[Source records]
::::::::
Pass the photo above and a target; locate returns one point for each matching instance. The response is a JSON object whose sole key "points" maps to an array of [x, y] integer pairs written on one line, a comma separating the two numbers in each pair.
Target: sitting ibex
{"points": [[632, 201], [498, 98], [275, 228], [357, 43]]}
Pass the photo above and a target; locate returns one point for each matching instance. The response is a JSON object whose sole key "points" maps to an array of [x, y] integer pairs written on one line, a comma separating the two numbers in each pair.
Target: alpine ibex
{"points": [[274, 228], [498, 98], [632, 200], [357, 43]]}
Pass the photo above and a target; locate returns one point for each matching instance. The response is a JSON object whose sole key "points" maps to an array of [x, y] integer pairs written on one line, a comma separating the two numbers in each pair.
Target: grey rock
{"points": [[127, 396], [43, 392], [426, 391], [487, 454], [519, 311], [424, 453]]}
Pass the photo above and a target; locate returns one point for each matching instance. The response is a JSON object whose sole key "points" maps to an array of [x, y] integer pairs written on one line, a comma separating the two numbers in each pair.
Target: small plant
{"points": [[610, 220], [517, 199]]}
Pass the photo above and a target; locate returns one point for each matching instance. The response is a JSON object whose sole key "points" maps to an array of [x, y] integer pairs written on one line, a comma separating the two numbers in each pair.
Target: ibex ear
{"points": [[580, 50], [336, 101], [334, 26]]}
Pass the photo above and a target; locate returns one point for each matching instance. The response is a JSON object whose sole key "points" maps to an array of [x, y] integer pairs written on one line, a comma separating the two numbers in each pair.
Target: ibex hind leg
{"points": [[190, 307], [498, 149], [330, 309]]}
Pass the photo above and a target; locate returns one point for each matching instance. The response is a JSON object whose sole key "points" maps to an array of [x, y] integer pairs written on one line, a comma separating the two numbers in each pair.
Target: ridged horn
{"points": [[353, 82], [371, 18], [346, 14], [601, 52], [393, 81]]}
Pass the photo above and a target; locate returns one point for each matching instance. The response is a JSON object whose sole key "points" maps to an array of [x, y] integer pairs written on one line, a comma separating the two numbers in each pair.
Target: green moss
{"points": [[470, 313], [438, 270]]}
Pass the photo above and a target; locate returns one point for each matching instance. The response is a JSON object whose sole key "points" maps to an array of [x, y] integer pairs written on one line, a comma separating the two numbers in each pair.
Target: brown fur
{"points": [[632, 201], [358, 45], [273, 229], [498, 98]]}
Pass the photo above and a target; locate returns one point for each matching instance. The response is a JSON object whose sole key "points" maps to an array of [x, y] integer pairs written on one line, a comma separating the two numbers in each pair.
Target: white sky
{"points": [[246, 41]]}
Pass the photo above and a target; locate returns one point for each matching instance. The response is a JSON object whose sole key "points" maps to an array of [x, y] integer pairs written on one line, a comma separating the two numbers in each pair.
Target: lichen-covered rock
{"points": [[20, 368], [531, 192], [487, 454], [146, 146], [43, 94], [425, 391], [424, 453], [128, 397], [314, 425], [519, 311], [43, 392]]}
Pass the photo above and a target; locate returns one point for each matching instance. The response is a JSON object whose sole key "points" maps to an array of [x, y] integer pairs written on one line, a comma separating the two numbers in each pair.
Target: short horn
::::::::
Aim of the task:
Nothing is to be left out; every record above must be repeated exactly.

Solution:
Pass the photo above and a target; locate returns one point for each matching instance. The response is a JSON object whose sole key "points" maps to an array of [x, y] integer pairs written on one line, a comma separating the two numbers in each pair.
Target: sitting ibex
{"points": [[632, 201], [498, 98], [275, 228], [357, 43]]}
Pass the photo above and a target; locate returns one point for each matching instance. The response is a JSON object whose sole key "points" maps to an array of [x, y] integer pairs written on one line, a comma separating the two numbers in each pair.
Target: alpine ibex
{"points": [[274, 228], [498, 98], [632, 200], [357, 43]]}
Pass the photo above and a target; locate returns one point for each matching instance. The response is a JSON object whose sole key "points" maps to an array of [x, y] integer pairs written on one line, a comma separating the two numbers in each pair.
Target: grey rock
{"points": [[127, 396], [43, 392], [426, 391], [487, 454], [519, 311], [424, 453]]}
Pass the photo above and a target; locate returns one point for each matching instance. The response is a JSON object whose sole key "points" maps to an array of [x, y] integer pairs written on one line, a comma separating the two numbers in each pair.
Target: small plant
{"points": [[610, 220], [517, 199]]}
Pass the photo above and a target; locate returns one point for each matching instance. The response is a JSON object whose sole key "points" maps to an array of [x, y] integer pairs written on one line, a comma separating the two numbers in each pair.
Target: ibex ear
{"points": [[580, 50], [336, 101], [334, 26]]}
Pass the photo above and a target; locate returns one point for each matching instance. The response is a JSON object whose sole key "points" maps to an array of [x, y] integer pairs written on one line, a comma separating the two numbers in each pair.
Target: ibex hind leg
{"points": [[190, 307], [498, 149], [330, 309]]}
Pass the photo above and a target; locate returns one point for each matching instance. The response is a JSON object whose sole key "points" maps to an array of [x, y] integer pairs written on one line, a comma separating the two numbers in each pair.
Target: ridged horn
{"points": [[353, 82], [371, 18], [346, 14], [601, 52], [393, 81]]}
Pass the photo above and a target; locate returns one point for each matching instance. The response is a JSON object whose sole key "points" maps to an array of [x, y] integer pairs written on one line, a comma separating the two numbers in each pair.
Target: green moss
{"points": [[470, 313], [438, 270]]}
Pass the photo above and a target; locate returns one point for each matching instance. The response is a JSON object whose sole key "points" maps to an array of [x, y] integer pairs written on one line, a comma separating the two numbers in each pair.
Target: brown fur
{"points": [[632, 201], [358, 45], [273, 229], [498, 98]]}
Pass the photo above and a target; locate returns one point for each matching instance. The response is a JSON object whose sole key "points" maps to an array of [x, y] integer pairs written on one line, a comma separating the two numbers in each pair.
Target: white sky
{"points": [[246, 41]]}
Pass the photo above and a target; locate returns one point for each matching instance. The response is a JSON object whose sole key "points" maps to an array of [x, y] integer pairs written on one line, a comma separating the two numbers in each pair.
Target: lichen-covered rock
{"points": [[20, 368], [531, 192], [487, 454], [146, 146], [43, 94], [425, 391], [424, 453], [128, 397], [314, 425], [519, 311], [43, 392]]}
Pass the photo above and a target; locate returns one point for each matching instance. The response is a JSON object whose sole key "points" maps to an array of [x, y] integer pairs written on one line, a comma separating the two numbers in each pair.
Target: short horn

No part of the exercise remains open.